- [Raw records]

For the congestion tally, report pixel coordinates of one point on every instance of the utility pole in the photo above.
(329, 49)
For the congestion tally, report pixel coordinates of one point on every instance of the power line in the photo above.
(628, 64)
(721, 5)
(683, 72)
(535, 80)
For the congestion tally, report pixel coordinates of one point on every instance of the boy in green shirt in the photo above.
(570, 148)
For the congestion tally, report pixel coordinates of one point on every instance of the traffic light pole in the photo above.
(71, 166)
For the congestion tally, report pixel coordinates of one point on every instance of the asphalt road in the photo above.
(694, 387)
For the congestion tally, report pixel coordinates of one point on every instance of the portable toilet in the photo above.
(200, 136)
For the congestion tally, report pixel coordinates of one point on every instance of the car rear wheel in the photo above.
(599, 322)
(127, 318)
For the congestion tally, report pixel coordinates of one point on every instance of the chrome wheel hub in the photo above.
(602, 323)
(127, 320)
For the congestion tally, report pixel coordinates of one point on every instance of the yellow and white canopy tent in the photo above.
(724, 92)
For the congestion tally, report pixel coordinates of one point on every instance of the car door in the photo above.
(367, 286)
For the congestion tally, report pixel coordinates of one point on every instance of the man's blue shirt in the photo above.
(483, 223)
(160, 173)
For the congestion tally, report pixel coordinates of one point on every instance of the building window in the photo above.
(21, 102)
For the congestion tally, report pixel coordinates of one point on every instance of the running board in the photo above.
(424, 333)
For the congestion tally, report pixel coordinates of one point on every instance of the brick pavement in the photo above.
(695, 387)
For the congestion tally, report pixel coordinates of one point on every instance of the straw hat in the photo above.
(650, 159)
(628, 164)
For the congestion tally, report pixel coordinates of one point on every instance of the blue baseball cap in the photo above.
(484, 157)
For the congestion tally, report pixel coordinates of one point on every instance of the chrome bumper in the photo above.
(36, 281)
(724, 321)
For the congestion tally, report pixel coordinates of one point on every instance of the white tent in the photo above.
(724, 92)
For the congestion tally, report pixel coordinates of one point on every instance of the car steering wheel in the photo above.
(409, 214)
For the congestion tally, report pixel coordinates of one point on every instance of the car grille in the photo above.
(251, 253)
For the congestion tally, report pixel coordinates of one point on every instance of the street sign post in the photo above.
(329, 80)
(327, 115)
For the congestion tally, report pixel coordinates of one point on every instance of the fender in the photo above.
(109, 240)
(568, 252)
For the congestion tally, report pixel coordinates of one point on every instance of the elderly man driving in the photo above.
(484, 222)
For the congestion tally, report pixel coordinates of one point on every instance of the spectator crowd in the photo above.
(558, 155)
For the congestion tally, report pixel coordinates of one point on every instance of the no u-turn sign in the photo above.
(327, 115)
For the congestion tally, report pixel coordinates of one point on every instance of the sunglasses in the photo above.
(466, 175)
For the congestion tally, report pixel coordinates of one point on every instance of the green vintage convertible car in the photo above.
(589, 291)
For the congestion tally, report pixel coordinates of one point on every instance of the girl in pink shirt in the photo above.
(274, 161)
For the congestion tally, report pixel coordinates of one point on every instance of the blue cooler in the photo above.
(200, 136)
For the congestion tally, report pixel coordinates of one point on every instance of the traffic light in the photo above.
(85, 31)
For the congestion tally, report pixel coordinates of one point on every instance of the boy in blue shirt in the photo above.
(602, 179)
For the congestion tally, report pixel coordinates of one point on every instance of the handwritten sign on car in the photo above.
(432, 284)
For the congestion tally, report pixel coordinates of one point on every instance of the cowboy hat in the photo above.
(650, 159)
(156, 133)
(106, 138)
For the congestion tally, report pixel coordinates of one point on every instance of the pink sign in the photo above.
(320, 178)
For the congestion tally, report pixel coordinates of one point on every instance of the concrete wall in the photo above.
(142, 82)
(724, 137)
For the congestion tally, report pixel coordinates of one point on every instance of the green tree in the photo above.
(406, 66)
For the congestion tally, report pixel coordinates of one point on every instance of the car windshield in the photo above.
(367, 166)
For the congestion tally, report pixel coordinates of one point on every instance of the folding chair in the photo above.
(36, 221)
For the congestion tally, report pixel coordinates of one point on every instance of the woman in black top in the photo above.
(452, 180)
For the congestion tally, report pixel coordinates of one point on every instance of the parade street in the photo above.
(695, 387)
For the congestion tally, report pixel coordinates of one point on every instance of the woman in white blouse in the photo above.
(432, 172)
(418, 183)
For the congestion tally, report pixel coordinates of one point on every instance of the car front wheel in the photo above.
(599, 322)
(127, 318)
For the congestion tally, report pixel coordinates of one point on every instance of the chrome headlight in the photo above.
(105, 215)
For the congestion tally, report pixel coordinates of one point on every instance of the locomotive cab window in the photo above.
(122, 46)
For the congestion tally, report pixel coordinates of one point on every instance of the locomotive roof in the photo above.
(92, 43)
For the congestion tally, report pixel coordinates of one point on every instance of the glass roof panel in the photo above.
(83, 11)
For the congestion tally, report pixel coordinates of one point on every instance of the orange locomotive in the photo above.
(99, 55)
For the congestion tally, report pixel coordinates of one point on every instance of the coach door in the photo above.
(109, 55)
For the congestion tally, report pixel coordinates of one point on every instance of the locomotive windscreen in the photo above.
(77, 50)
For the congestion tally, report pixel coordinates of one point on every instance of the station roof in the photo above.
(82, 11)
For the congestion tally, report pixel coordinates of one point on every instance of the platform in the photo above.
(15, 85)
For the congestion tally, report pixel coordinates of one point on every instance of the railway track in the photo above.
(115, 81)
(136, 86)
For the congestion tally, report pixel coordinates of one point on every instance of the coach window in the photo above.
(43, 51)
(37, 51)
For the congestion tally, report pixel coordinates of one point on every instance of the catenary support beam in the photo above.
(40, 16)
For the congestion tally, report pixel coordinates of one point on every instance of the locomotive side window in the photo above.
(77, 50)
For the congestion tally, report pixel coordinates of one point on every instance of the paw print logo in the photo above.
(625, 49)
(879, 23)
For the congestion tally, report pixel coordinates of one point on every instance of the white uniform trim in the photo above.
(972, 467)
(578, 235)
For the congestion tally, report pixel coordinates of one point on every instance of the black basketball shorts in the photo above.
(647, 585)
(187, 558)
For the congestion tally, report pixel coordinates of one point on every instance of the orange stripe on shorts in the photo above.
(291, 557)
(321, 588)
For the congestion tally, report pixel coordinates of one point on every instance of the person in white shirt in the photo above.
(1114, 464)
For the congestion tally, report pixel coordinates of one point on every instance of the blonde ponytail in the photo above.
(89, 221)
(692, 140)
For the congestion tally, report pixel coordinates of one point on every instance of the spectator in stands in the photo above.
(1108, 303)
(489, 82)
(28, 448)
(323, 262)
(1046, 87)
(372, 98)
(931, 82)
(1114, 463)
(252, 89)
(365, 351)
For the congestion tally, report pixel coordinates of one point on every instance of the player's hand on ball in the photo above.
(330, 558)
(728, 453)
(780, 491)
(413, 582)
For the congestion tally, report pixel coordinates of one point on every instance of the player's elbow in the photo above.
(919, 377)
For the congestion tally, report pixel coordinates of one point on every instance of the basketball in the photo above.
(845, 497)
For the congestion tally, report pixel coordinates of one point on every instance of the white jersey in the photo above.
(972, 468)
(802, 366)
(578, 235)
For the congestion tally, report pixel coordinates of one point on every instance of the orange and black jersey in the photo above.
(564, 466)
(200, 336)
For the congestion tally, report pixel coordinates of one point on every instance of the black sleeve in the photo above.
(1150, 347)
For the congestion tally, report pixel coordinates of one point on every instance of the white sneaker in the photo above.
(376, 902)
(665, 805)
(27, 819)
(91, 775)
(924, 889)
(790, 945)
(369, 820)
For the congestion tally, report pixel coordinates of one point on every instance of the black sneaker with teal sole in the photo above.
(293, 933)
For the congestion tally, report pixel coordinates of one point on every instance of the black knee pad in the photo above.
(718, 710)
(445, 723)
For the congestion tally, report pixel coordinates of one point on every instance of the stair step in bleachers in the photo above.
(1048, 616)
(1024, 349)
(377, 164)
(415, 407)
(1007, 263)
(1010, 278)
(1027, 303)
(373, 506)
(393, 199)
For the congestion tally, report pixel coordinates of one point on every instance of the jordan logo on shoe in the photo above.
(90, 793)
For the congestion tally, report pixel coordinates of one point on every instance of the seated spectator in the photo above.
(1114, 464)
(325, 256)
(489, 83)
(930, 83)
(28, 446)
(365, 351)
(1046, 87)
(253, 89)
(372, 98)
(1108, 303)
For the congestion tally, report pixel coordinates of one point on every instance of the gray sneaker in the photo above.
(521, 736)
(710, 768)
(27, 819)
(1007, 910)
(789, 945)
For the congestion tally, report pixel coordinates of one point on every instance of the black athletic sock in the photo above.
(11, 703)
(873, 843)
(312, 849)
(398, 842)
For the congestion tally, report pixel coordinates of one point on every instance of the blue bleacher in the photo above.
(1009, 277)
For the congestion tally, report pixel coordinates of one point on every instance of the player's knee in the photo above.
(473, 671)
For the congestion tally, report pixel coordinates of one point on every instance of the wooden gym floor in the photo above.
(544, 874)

- [Your objective]
Rewrite the stretch from the line containing "bleacher in the photo above." through the end of the records, swapping "wooden gym floor" for "hardwood court floor" and leaving everything else unchanged.

- [Task response]
For the congestion tally, report pixel coordinates of one point on every instance of the blue bleacher in the photo above.
(1009, 277)
For the congestion tally, report pixel coordinates of one point on every instance of the player's knee in the photo above.
(473, 671)
For the congestion tally, report pixel coordinates of one point on every instance of the hardwood court floor in the photo above.
(544, 874)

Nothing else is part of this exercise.